Look through the entries below for the string "green", and copy each line where it is found.

** Data for this exercise follows **

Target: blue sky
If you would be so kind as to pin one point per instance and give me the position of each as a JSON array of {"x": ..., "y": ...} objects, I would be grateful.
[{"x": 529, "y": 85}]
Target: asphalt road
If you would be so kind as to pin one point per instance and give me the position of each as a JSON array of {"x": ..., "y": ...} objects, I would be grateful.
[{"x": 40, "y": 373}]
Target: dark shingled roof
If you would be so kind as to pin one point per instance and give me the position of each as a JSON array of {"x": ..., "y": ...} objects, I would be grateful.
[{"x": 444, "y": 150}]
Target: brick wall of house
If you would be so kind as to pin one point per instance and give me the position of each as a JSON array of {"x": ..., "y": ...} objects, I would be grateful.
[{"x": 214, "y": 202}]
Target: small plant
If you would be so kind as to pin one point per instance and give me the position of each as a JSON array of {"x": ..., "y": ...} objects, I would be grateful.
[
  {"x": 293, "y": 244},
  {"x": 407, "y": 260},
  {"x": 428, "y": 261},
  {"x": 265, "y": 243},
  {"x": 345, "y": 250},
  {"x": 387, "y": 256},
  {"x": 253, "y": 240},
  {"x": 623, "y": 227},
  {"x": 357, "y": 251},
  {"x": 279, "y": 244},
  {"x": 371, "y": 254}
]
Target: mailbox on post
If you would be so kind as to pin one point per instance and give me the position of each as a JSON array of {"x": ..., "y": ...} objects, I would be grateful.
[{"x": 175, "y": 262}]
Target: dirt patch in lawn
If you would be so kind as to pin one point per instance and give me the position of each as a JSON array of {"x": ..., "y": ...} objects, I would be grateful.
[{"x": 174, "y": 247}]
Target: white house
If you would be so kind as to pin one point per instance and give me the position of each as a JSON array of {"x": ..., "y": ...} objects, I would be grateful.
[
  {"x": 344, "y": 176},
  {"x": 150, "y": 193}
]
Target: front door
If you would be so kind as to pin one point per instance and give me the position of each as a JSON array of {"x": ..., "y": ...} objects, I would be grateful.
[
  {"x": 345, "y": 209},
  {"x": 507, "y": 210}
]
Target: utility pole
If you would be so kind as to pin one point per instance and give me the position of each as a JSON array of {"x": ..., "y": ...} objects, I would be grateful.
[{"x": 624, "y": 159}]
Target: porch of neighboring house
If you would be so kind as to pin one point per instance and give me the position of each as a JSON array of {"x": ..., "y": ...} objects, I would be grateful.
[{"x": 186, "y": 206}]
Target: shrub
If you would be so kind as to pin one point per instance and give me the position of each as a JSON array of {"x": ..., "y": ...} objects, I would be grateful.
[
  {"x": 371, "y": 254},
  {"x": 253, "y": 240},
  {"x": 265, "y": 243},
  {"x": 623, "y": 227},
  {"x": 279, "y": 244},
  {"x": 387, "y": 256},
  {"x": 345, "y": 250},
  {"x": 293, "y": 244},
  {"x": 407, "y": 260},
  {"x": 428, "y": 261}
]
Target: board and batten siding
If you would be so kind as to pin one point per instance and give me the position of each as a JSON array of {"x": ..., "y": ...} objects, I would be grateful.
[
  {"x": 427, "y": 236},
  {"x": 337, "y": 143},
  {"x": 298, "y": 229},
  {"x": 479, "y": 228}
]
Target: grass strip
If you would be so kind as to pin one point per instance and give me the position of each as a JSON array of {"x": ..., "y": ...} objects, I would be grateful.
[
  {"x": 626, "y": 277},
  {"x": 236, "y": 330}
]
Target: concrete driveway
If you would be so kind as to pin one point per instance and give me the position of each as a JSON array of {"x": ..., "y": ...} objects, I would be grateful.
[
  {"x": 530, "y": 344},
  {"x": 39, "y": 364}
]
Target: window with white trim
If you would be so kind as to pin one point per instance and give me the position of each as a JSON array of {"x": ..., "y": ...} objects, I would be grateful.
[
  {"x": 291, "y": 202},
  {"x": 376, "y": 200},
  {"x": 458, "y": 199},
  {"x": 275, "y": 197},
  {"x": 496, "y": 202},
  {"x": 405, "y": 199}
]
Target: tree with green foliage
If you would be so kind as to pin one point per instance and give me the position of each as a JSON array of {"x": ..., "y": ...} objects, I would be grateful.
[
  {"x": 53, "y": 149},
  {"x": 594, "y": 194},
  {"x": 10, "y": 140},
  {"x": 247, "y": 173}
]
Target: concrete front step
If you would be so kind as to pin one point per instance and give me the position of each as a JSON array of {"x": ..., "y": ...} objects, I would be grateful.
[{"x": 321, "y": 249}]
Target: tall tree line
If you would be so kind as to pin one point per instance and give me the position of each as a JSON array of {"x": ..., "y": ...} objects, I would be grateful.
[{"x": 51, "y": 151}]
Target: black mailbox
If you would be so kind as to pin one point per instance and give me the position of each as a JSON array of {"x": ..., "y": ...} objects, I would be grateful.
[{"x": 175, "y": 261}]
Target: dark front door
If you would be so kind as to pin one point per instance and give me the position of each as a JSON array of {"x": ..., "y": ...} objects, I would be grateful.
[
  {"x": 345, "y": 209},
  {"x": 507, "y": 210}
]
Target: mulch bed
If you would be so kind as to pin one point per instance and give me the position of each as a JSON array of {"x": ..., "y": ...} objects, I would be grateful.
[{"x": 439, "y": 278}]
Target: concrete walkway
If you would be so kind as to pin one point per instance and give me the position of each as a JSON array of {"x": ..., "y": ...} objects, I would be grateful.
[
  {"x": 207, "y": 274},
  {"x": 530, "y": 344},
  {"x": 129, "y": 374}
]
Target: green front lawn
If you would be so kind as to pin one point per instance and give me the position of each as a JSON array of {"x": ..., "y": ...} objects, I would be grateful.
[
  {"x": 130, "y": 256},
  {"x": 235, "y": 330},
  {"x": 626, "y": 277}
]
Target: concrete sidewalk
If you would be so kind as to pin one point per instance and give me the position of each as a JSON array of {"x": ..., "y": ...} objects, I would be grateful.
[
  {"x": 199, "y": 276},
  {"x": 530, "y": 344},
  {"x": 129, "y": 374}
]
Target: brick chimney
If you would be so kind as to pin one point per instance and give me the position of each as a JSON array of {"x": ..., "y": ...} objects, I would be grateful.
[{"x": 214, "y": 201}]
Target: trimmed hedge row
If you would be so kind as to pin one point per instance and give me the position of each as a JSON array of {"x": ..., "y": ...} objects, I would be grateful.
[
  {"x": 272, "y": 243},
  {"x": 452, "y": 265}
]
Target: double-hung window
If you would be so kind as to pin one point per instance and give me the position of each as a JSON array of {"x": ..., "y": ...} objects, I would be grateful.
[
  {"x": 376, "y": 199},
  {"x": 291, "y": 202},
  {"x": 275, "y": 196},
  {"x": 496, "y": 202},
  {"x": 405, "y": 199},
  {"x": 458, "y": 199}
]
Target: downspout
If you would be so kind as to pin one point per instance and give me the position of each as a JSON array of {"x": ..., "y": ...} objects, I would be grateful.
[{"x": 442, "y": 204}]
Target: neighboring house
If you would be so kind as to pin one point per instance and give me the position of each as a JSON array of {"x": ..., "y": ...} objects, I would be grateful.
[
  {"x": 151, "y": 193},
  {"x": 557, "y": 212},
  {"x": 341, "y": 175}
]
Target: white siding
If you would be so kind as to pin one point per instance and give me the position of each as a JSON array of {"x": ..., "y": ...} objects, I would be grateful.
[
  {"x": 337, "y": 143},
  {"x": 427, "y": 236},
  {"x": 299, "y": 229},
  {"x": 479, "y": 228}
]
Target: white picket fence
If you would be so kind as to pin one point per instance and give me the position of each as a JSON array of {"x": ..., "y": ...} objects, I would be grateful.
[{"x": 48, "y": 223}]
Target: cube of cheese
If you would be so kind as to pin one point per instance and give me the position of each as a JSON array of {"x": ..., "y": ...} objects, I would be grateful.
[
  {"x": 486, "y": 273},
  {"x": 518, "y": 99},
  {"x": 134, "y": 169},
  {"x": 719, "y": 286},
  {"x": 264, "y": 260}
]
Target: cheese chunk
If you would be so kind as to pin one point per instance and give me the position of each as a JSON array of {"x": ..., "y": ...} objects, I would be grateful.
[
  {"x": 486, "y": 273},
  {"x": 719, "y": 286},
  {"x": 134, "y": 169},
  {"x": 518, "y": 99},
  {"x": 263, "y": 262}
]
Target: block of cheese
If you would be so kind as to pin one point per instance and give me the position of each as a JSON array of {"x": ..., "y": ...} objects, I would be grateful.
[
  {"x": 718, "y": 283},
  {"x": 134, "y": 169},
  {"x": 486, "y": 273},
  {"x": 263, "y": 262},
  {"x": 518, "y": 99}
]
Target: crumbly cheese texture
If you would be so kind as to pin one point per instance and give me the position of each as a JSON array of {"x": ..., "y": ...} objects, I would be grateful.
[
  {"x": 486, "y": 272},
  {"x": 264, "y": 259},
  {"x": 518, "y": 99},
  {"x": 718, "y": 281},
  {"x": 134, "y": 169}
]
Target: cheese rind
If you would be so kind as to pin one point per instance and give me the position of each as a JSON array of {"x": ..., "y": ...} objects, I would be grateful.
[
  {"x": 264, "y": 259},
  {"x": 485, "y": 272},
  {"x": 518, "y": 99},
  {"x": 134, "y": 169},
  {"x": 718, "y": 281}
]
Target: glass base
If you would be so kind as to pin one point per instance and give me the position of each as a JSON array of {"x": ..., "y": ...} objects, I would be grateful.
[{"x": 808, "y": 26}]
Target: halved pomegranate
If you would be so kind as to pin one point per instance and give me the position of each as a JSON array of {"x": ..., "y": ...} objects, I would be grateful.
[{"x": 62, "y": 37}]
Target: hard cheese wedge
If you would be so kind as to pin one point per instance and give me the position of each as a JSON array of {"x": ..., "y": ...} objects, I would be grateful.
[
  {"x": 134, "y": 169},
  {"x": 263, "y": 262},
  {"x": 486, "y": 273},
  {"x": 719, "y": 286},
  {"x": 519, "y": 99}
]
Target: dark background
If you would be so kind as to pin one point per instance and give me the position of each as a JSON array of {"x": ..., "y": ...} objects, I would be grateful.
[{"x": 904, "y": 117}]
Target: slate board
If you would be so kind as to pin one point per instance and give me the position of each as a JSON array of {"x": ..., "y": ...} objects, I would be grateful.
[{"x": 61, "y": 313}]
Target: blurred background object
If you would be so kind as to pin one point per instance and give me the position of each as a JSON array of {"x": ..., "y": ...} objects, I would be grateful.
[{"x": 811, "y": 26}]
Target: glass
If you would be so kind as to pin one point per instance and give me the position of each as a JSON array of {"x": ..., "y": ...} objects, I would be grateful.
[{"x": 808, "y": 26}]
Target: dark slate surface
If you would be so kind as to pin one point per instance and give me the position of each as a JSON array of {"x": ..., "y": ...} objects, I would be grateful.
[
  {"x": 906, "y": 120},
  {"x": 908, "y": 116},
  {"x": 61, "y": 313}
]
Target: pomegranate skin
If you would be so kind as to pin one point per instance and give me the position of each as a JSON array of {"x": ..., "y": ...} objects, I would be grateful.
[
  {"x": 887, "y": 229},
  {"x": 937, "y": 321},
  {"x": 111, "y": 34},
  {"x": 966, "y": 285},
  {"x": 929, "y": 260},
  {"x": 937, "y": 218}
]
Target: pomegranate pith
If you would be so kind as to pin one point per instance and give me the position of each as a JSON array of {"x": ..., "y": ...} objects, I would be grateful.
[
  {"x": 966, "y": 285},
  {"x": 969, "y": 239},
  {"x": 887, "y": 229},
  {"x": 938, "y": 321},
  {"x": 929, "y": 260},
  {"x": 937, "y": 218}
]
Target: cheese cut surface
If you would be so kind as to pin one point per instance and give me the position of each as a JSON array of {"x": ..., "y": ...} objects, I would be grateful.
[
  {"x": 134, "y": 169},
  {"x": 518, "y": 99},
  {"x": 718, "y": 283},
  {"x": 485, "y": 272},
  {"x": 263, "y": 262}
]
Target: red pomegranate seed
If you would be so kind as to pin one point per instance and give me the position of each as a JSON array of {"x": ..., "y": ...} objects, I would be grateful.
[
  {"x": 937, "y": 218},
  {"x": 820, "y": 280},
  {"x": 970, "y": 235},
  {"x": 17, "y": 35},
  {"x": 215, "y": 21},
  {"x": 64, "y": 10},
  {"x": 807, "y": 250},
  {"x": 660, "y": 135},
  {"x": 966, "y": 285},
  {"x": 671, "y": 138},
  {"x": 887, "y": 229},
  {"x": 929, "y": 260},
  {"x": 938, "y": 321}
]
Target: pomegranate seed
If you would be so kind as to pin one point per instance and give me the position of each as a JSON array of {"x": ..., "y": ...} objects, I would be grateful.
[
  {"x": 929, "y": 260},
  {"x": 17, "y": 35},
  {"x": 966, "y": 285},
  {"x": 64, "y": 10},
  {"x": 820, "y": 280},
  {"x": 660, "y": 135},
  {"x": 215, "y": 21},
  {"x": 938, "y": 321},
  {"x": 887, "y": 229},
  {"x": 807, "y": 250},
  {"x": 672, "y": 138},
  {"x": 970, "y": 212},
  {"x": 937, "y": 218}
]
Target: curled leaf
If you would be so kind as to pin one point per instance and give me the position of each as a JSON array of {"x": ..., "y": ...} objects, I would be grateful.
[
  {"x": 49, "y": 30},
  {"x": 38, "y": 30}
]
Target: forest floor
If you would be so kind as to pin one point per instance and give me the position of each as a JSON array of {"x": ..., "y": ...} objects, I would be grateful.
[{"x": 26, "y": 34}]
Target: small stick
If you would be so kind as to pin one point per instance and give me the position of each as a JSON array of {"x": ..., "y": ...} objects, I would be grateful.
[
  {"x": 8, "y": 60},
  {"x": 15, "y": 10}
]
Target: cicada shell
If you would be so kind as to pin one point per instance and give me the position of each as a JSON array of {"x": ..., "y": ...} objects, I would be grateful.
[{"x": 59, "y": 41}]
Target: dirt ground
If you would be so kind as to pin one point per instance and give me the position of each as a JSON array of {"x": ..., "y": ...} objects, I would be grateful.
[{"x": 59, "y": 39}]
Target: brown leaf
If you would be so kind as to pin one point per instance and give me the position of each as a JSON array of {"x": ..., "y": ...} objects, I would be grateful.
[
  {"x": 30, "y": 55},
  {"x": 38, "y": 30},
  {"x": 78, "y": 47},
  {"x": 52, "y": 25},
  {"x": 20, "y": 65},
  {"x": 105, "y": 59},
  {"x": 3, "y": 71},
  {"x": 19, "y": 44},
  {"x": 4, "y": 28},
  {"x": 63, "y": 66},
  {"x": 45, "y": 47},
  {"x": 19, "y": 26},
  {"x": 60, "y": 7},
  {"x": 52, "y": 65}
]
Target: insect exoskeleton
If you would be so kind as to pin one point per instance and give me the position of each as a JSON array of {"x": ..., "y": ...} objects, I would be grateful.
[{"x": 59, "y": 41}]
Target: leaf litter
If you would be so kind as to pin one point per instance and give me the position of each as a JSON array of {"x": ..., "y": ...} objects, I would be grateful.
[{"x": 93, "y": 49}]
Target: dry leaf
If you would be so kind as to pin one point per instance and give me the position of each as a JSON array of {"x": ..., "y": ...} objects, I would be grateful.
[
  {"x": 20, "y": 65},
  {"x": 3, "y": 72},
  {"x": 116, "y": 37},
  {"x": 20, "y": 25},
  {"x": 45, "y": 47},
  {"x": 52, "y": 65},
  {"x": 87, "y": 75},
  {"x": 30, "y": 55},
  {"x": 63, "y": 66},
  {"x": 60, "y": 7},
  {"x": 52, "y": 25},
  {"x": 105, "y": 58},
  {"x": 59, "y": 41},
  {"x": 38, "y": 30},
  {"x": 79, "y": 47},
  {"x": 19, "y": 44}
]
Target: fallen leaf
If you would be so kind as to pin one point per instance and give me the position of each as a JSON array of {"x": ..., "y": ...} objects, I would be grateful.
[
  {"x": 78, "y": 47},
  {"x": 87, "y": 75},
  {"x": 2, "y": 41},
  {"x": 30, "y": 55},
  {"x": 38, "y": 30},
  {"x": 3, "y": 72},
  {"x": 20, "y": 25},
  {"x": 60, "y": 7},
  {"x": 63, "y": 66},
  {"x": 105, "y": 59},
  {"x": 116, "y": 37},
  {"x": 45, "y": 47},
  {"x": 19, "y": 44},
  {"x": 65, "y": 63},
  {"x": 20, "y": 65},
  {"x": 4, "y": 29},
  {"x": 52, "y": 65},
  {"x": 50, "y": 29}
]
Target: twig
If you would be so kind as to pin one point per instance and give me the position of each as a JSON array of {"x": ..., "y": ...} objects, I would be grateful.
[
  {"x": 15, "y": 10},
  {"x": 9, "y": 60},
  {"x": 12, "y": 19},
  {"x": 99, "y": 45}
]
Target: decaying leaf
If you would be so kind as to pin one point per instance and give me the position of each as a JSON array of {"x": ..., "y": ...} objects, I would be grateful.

** End of Data for this exercise **

**Answer space**
Target: tree with green foliage
Target: green front lawn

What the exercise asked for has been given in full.